• Set problem: Pick up the mailing-list thread about ACPI power methods and D3cold right after its last line, and keep writing it in the same style.

++++ Text segment ++++

Those should be documented in the ACPI spec. Chapter 7 should explain
power resources and the device power methods in detail.
Karol Herbst Oct. 21, 2019, 2:49 p.m. UTC | #14
On Mon, Oct 21, 2019 at 4:09 PM Mika Westerberg
<mika.westerberg@intel.com> wrote:
>
> On Mon, Oct 21, 2019 at 03:54:09PM +0200, Karol Herbst wrote:
> > > I really would like to provide you more information about such
> > > workaround but I'm not aware of any ;-) I have not seen any issues like
> > > this when D3cold is properly implemented in the platform.  That's why
> > > I'm bit skeptical that this has anything to do with specific Intel PCIe
> > > ports. More likely it is some power sequence in the _ON/_OFF() methods
> > > that is run differently on Windows.
> >
> > yeah.. maybe. I really don't know what's the actual root cause. I just
> > know that with this workaround it works perfectly fine on my and some
> > other systems it was tested on. Do you know who would be best to
> > approach to get proper documentation about those methods and what are
> > the actual prerequisites of those methods?
>
> Those should be documented in the ACPI spec. Chapter 7 should explain
> power resources and the device power methods in detail.

either I looked up the wrong spec or the documentation isn't really
saying much there.
Mika Westerberg Oct. 21, 2019, 3:46 p.m. UTC | #15
On Mon, Oct 21, 2019 at 04:49:09PM +0200, Karol Herbst wrote:
> On Mon, Oct 21, 2019 at 4:09 PM Mika Westerberg
> <mika.westerberg@intel.com> wrote:
> >
> > On Mon, Oct 21, 2019 at 03:54:09PM +0200, Karol Herbst wrote:
> > > > I really would like to provide you more information about such
> > > > workaround but I'm not aware of any ;-) I have not seen any issues like
> > > > this when D3cold is properly implemented in the platform.  That's why
> > > > I'm bit skeptical that this has anything to do with specific Intel PCIe
> > > > ports. More likely it is some power sequence in the _ON/_OFF() methods
> > > > that is run differently on Windows.

++++ Record extracts ++++

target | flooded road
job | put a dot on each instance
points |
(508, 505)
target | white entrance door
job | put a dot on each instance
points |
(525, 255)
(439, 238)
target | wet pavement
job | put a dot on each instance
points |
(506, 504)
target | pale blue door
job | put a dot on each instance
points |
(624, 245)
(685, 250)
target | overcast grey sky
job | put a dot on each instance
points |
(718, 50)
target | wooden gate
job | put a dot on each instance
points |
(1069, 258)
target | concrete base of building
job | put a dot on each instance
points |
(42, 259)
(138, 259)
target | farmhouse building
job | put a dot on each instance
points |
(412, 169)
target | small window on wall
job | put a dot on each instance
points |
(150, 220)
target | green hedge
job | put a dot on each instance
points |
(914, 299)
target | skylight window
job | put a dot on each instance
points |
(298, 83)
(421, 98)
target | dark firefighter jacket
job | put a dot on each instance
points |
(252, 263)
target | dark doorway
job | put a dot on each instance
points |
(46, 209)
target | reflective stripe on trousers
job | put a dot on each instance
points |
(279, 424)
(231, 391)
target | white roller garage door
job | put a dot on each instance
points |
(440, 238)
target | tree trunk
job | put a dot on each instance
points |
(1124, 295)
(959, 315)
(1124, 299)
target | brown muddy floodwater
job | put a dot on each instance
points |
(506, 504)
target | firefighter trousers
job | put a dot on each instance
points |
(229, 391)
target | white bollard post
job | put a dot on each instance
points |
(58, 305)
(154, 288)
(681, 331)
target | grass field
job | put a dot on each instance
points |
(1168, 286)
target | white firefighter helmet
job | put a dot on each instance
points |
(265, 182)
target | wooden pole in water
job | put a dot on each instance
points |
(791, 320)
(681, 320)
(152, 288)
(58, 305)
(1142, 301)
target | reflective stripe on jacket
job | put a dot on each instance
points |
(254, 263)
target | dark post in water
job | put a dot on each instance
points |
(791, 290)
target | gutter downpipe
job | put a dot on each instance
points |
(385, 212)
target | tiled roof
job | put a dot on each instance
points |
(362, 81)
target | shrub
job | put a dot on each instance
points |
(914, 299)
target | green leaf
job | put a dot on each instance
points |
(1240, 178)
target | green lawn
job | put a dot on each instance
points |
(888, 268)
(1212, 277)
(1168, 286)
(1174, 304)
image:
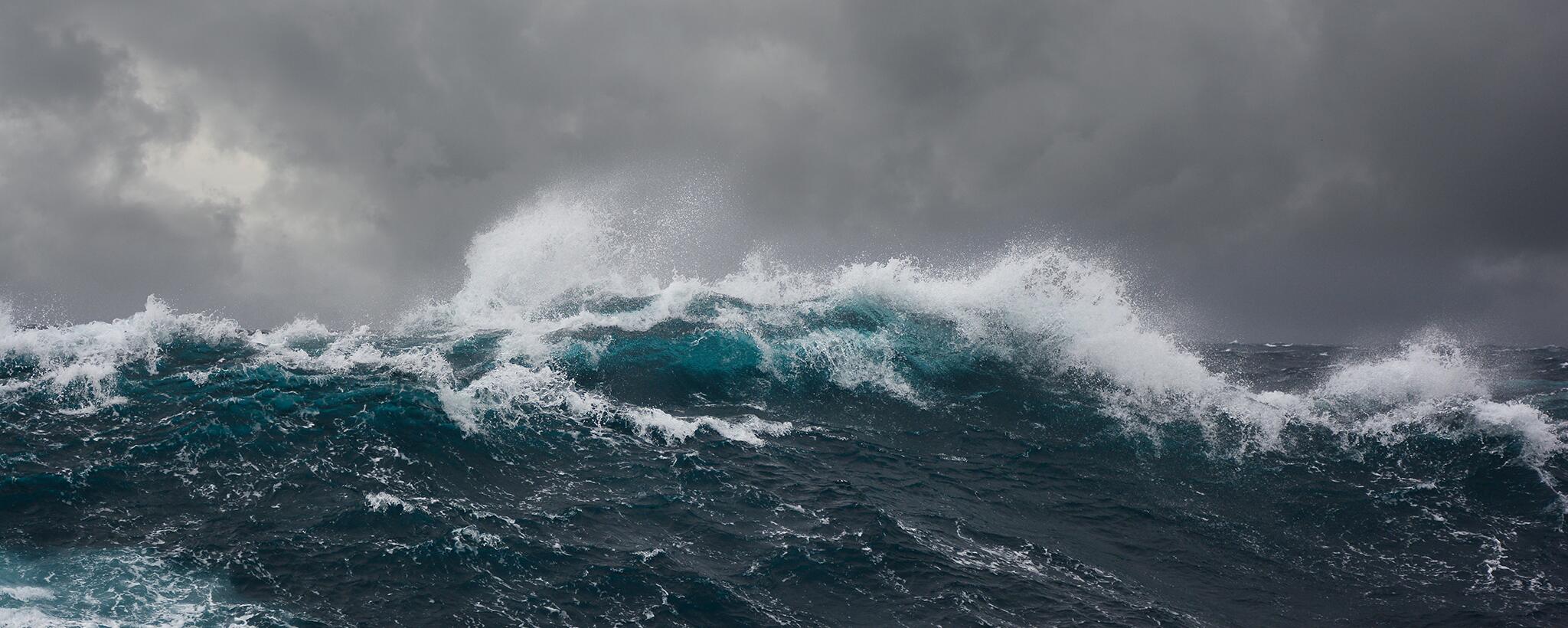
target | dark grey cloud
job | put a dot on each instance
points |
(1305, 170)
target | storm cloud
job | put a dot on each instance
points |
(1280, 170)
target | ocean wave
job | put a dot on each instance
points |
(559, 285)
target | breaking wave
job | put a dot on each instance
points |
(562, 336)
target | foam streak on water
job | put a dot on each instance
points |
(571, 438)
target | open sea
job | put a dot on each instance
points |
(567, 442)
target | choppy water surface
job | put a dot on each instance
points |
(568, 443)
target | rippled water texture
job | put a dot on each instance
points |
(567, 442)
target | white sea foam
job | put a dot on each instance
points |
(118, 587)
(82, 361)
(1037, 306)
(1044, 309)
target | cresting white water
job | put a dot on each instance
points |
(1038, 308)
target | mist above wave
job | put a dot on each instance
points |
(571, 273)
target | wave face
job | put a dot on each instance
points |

++++
++++ Record extracts ++++

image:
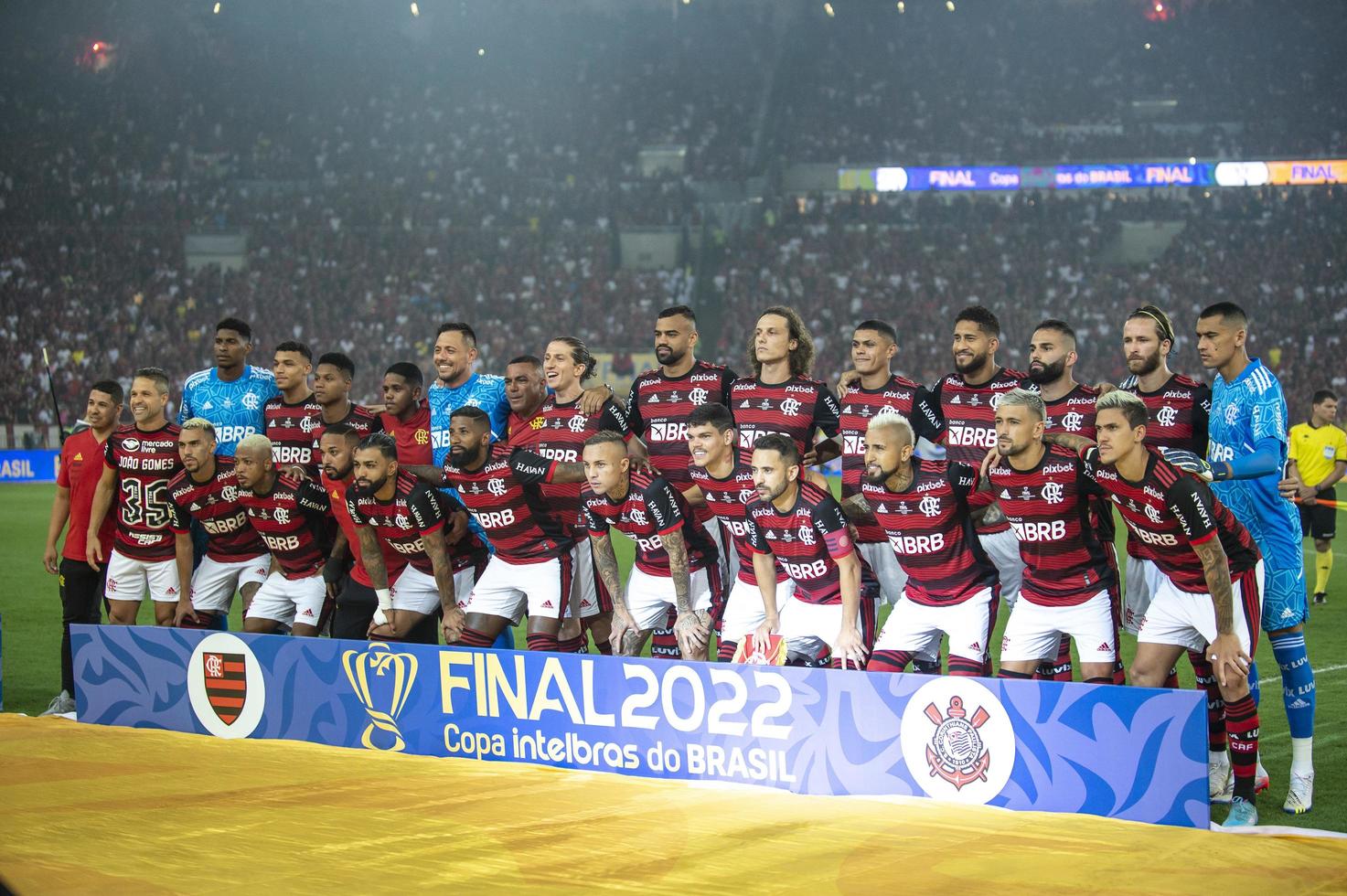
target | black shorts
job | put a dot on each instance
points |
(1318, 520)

++++

• The result:
> > >
> > > yeah.. maybe. I really don't know what's the actual root cause. I just
> > > know that with this workaround it works perfectly fine on my and some
> > > other systems it was tested on. Do you know who would be best to
> > > approach to get proper documentation about those methods and what are
> > > the actual prerequisites of those methods?
> >
> > Those should be documented in the ACPI spec. Chapter 7 should explain
> > power resources and the device power methods in detail.
> 
> either I looked up the wrong spec or the documentation isn't really
> saying much there.

Well it explains those methods, _PSx, _PRx and _ON()/_OFF(). In case of
PCIe device you also want to check PCIe spec. PCIe 5.0 section 5.8 "PCI
Function Power State Transitions" has a picture about the supported
power state transitions and there we can find that function must be in
D3hot before it can be transitioned into D3cold so if the _OFF() for
example blindly assumes that the device is in D0 when it is called, it
is a bug in the BIOS.

BTW, where can I find acpidump of such system?
Karol Herbst Oct. 22, 2019, 9:16 a.m. UTC | #16
I think there is something I totally forgot about:

When there was never a driver bound to the GPU, and if runtime power
management gets enabled on that device, runtime suspend/resume works
as expected (I am not 100% sure on if that always works, but I will
recheck that).
In the past I know that at some point I "bisected" the nouveau driver
to figure out what actually breaks it and found out that some script
executed with the help of an on-chip engine (signed script, signed
firmware, both vbios provided) makes it break. Debugging the script
lead me to the PCIe link speed changes done inside the script breaking
it.

But as "reverting" the speed change didn't make it work reliably
again, I think I need to get back on that and check if it's something
else. I will try to convert the script into C or python code to make
it more accessible to debug and hopefully I'll find something I
overlooked the last time.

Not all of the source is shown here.